Problem to solve
Return the material exactly. Every line must stay as it is.

════════

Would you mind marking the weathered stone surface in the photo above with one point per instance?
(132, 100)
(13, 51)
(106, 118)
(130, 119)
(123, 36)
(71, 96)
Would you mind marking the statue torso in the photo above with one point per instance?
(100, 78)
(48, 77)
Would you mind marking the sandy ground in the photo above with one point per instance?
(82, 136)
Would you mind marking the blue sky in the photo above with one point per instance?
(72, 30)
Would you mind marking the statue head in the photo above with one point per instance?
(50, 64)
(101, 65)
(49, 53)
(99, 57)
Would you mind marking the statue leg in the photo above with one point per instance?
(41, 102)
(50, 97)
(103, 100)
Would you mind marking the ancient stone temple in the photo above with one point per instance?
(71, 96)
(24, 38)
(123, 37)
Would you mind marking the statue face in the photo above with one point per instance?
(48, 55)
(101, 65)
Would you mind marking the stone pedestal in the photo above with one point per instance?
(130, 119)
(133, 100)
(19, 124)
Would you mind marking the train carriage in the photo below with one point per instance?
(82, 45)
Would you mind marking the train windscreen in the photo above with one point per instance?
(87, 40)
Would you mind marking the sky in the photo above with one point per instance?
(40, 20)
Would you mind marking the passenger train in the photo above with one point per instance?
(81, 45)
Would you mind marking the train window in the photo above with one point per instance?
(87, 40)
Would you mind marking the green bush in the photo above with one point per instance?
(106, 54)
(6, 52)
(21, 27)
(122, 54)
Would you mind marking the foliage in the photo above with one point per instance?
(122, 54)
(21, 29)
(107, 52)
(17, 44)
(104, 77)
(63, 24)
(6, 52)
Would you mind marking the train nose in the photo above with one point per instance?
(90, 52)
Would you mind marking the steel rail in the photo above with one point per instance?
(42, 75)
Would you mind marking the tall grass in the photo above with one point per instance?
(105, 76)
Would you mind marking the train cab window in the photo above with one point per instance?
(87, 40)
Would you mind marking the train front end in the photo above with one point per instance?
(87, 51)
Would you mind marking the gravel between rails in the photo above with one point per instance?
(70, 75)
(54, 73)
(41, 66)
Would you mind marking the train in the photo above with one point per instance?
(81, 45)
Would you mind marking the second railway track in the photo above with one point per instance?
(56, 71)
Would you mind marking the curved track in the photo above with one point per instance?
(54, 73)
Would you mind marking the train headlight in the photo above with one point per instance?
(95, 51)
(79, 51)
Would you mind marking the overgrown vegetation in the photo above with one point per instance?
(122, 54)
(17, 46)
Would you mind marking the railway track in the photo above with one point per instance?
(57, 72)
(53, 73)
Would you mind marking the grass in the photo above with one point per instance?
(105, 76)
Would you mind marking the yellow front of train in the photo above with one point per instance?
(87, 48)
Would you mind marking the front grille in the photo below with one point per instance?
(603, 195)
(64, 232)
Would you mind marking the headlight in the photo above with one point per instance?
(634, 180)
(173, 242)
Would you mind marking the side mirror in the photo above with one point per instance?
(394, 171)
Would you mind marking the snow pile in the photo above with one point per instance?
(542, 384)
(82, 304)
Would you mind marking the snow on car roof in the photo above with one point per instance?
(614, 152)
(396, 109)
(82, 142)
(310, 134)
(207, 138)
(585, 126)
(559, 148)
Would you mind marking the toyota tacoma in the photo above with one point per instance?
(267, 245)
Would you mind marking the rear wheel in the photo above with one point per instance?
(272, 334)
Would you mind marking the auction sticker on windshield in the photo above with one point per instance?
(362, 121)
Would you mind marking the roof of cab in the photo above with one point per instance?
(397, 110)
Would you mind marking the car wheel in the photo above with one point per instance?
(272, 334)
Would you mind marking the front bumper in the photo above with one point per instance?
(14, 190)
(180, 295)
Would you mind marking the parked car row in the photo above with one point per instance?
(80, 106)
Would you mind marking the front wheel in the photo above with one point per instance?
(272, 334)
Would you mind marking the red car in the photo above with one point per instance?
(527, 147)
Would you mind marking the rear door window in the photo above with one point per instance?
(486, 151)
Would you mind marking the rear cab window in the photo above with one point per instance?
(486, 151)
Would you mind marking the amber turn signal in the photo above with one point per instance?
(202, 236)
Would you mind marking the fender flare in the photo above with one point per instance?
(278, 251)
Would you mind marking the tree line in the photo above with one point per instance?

════════

Response below
Would you mind marking the weathered stone surface in the photo above with one point per instance?
(132, 100)
(13, 51)
(106, 118)
(130, 119)
(123, 36)
(71, 96)
Would you mind marking the statue torso in the photo above with one point per instance?
(100, 78)
(48, 77)
Would you mind marking the sandy ground in the photo above with one point per instance?
(82, 136)
Would you mind marking the blue sky in the photo above with one point per instance?
(72, 30)
Would you mind marking the statue head in the photo above with one point per instance?
(50, 64)
(101, 65)
(49, 53)
(99, 57)
Would you mind marking the statue leg in the photo above with one point per instance?
(41, 102)
(50, 97)
(103, 100)
Would you mind marking the ancient stone temple in the photo above with one point per instance?
(71, 96)
(24, 38)
(123, 37)
Would you mind marking the statue face in the photo above with one point per instance?
(48, 55)
(101, 65)
Would you mind marking the stone pedestal in the photo above with one point per instance?
(130, 119)
(133, 100)
(19, 124)
Would you mind marking the train carriage in the photo below with one point per instance?
(82, 45)
Would you mind marking the train windscreen in the photo above with one point per instance?
(87, 40)
Would you mind marking the sky in the photo above with one point per instance?
(40, 20)
Would you mind marking the passenger train in the photo above with one point per instance?
(81, 45)
Would you mind marking the train window in the photo above with one point per instance?
(87, 40)
Would you mind marking the green bush in the photo above with one point per instance?
(106, 54)
(6, 52)
(21, 27)
(122, 54)
Would you mind marking the foliage in the photo above with one point per instance?
(122, 54)
(21, 29)
(107, 52)
(17, 44)
(104, 77)
(63, 24)
(6, 52)
Would you mind marking the train nose in the photo above with one point per instance?
(90, 52)
Would you mind marking the steel rail in the photo above with one point per instance?
(42, 75)
Would you mind marking the tall grass in the photo above with one point per instance?
(105, 76)
Would you mind marking the train cab window in the photo above with one point per instance?
(87, 40)
Would you mind marking the train front end in the photo above with one point per instance?
(87, 51)
Would you mind marking the gravel between rails in the photo above with one point per instance?
(70, 75)
(54, 73)
(41, 66)
Would you mind marking the train in the photo above with one point per instance?
(81, 45)
Would you mind marking the second railway track in the photo above with one point per instance?
(56, 71)
Would you mind marking the curved track in the photo above with one point per instance?
(54, 73)
Would you mind marking the train headlight in the photo above with one point per instance?
(95, 51)
(79, 51)
Would you mind marking the overgrown vegetation in the photo above with one point per instance?
(122, 54)
(17, 46)
Would you mind marking the railway track in the photo above with one point per instance?
(57, 72)
(53, 73)
Would you mind marking the grass in the photo above with one point per instance?
(105, 76)
Would you mind marking the yellow front of train in the photo above with one point per instance?
(87, 48)
Would you mind marking the front grille in the photo below with one point per instance?
(603, 195)
(64, 232)
Would you mind marking the headlight in the photo above with one point per instance?
(634, 180)
(173, 242)
Would you mind marking the side mirror in the photo above with one point per instance?
(394, 171)
Would you mind marking the snow pile in the photo above with one point per instance?
(542, 384)
(82, 304)
Would you mind marking the snow on car roof in the photo above with one point per instance?
(614, 152)
(396, 109)
(82, 142)
(310, 134)
(207, 138)
(585, 126)
(559, 148)
Would you mind marking the toyota tacoma in the photo above with one point per instance?
(267, 245)
Would you mind marking the rear wheel in the photo above with one point per instance?
(272, 334)
Would you mind marking the auction sticker on windshield in the photo above with one point per instance?
(362, 121)
Would you mind marking the roof of cab in the photo above with one point per instance?
(397, 110)
Would you mind marking the car wheel in the photo above with one point per instance?
(272, 334)
Would you mind marking the front bumper in the photo above with one point per instance?
(14, 190)
(180, 295)
Would you mind marking the parked car row in the photo above with one point per instance?
(80, 106)
Would you mind marking the front wheel in the photo above with one point per instance?
(272, 334)
Would you mind marking the red car in the photo above with one point per instance?
(527, 147)
Would you mind marking the rear door window in the photo above with one point per instance?
(486, 151)
Would you mind marking the rear cab window in the photo above with one point per instance?
(486, 151)
Would you mind marking the amber turn signal in the photo above with one point per instance?
(202, 236)
Would you mind marking the fender flare in the photo above with one point per instance?
(278, 251)
Would you mind marking the tree line in the photo above with one point per instance?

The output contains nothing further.